_SOURCE EXTRACT_:
I’m using it on an XP system (vista capable machine) but I haven’t tried it with Vista yet.
The software does work very very well and today I use DNS for about 40-50% of my writing/typing. That saves my hands and wrists quite a bit as I do a lot of writing and typing.
I found that it worked out of the box with decent accuracy, but it quickly learned (not training just writing some of my own stuff and the software getting used to my words, vocabulary, enunciation-or lack there of) fairly quickly. After a couple hours I did an hours worth of training and the accuracy improved tremendously.
I now do about 1 hour of training per month, just to kind of keep things fine tuned. Nuance doesn’t recommend that or anything, but it gives me some placebo like confidence that the software is working better, kind of like the old days when you would point your cell phone antenna towards a tower.

_TASKS_:
[a] In the account of using dictation software, restate the paragraph beginning "I found that it worked out of the box" more briefly, keeping its main facts.
[b] Write the next part of the account of using dictation software, beginning after its final sentence.

_MATERIAL PROVIDED_:
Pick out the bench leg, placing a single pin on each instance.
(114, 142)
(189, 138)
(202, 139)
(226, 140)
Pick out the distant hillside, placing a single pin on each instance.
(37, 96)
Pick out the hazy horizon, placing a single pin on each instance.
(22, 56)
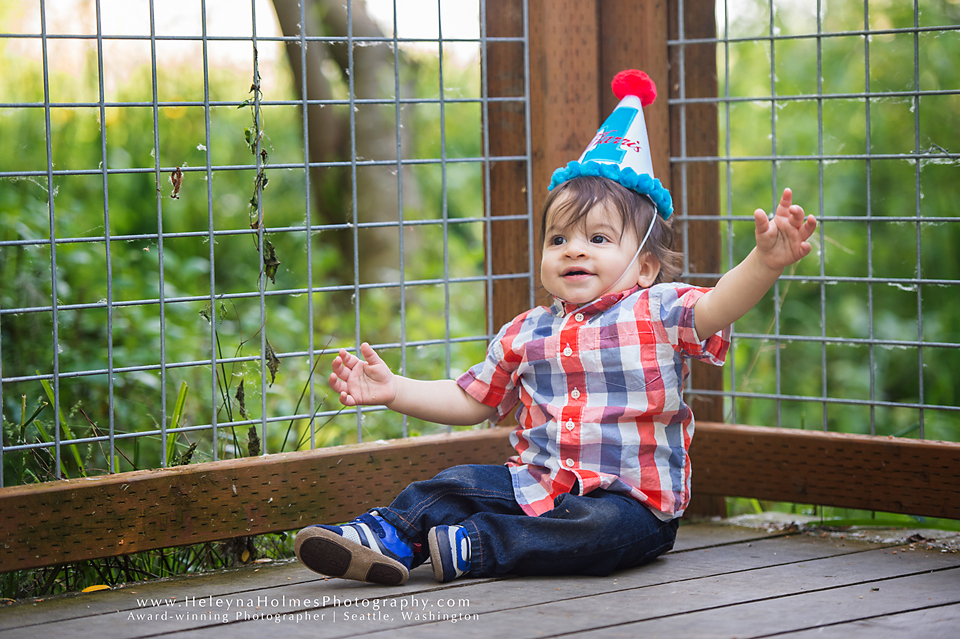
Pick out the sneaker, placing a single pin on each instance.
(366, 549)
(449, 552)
* * *
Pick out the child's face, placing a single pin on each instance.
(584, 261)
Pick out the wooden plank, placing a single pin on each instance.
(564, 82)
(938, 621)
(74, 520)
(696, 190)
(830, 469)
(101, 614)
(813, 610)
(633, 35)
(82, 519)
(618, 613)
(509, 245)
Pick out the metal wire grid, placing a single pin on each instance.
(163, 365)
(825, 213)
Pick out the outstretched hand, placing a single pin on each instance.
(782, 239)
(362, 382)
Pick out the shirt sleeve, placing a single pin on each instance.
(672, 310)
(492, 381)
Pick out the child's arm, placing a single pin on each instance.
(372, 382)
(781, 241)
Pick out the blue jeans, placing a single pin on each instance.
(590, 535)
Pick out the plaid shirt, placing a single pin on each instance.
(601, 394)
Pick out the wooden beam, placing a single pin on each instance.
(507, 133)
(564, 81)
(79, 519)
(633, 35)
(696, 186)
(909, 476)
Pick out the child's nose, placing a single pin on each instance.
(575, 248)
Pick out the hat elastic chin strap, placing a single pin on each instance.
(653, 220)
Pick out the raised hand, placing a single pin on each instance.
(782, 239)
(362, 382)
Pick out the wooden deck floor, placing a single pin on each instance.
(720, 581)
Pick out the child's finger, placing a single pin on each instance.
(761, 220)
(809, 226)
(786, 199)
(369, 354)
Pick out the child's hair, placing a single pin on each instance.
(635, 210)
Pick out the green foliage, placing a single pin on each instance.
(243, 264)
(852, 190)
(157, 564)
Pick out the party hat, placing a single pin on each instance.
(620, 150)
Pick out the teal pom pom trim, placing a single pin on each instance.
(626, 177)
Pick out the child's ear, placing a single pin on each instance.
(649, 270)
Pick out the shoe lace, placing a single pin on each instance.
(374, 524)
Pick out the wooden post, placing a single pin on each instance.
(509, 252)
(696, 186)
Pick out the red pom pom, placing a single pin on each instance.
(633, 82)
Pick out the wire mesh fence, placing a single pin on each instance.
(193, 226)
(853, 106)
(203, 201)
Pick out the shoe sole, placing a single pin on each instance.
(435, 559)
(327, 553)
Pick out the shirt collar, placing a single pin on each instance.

_EXPECTED RESPONSES_:
[a] The software worked out of the box with decent accuracy and soon adapted to the writer's words, vocabulary and enunciation through ordinary writing rather than formal training. After a couple of hours, one hour of training improved accuracy tremendously.

[b]
In general, I highly recommend the software, especially for anyone that uses a keyboard too much. I type about 80 words per minute touch typing and can type about 130 words per minute on average with DNS9.
I notice that errors or mistakes tend to pop up if my computer is running low on memory. DNS is a slight memory hog, but I use Firefox and that is a tremendous memory hog. If Firefox has been open with multiple tabs for several days on my machine, I see a bit of a degradation in DNS and usually restart firefox or sometimes the machine itself.
I’ve got 1 GB of ram on my laptop and will probably add a couple more soon and see if that helps. At worst its one more placebo I figure.